— start of SELECTED TEXT —

The following is a re-print of the December 2025 edition of Shift Storm, the CCPA’s monthly newsletter which focuses on the intersection of work and climate change. Click here to subscribe to Shift Storm and get the latest updates straight to your inbox as soon as they come out.


All activism exists on a spectrum from the idealistic to the pragmatic, and all activists need to ask themselves how much they are willing to compromise to make progress.

For the past ten years, the Canadian climate movement has answered that question in different ways. For some, especially those with a seat at the table, compromise led to some major wins, such as carbon pricing and sustainable jobs legislation. For others, any apparent progress has come at an unacceptable cost, exemplified most clearly by the Trans Mountain Expansion pipeline.

Personally, I’ve gone back and forth. Although I have been highly critical of the federal government’s unwavering support for fossil fuels, which has ultimately sabotaged our climate efforts, I have also gone to bat for the government’s broader climate agenda. Despite my reservations about carbon pricing in particular, I’ve done more media interviews and written more op-eds defending that policy than I have any other climate issue over the past decade.

At some point, however, the policy window shifts so far that compromise is no longer possible. And I wonder if we’ve now reached that point.

— end of SELECTED TEXT —
— start of SUPPLIED MATERIAL —

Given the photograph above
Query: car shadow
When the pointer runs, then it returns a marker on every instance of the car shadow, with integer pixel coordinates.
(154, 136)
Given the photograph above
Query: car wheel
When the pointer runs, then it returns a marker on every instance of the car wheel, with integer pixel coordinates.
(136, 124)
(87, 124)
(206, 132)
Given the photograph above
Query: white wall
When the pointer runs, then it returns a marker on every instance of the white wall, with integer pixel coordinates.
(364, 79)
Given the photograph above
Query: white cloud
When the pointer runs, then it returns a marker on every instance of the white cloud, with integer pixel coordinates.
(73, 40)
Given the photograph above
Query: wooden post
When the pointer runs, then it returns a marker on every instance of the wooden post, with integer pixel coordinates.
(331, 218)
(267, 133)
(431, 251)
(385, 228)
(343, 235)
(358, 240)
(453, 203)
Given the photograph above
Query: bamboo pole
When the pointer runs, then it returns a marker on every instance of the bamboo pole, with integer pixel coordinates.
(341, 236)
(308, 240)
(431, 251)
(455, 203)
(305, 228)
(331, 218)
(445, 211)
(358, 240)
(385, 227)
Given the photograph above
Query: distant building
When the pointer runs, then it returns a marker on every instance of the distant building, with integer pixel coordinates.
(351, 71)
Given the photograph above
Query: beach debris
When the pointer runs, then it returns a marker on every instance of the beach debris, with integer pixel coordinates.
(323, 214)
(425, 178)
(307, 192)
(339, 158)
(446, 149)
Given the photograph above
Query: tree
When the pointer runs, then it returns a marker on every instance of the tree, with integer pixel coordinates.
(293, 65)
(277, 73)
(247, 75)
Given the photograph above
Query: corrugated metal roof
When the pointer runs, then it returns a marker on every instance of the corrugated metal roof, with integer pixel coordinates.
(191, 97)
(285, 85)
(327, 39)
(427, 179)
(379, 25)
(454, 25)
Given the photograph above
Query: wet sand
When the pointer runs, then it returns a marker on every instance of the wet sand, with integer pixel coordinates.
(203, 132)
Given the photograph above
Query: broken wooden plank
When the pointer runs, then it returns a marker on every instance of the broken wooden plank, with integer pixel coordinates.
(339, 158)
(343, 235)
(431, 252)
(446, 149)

— end of SUPPLIED MATERIAL —

• _WRITTEN REQUEST_:
Reproduce the Shift Storm newsletter piece word for word, from its first line to its last.

• _FULL RESPONSE_:
The following is a re-print of the December 2025 edition of Shift Storm, the CCPA’s monthly newsletter which focuses on the intersection of work and climate change. Click here to subscribe to Shift Storm and get the latest updates straight to your inbox as soon as they come out.


All activism exists on a spectrum from the idealistic to the pragmatic, and all activists need to ask themselves how much they are willing to compromise to make progress.

For the past ten years, the Canadian climate movement has answered that question in different ways. For some, especially those with a seat at the table, compromise led to some major wins, such as carbon pricing and sustainable jobs legislation. For others, any apparent progress has come at an unacceptable cost, exemplified most clearly by the Trans Mountain Expansion pipeline.

Personally, I’ve gone back and forth. Although I have been highly critical of the federal government’s unwavering support for fossil fuels, which has ultimately sabotaged our climate efforts, I have also gone to bat for the government’s broader climate agenda. Despite my reservations about carbon pricing in particular, I’ve done more media interviews and written more op-eds defending that policy than I have any other climate issue over the past decade.

At some point, however, the policy window shifts so far that compromise is no longer possible. And I wonder if we’ve now reached that point.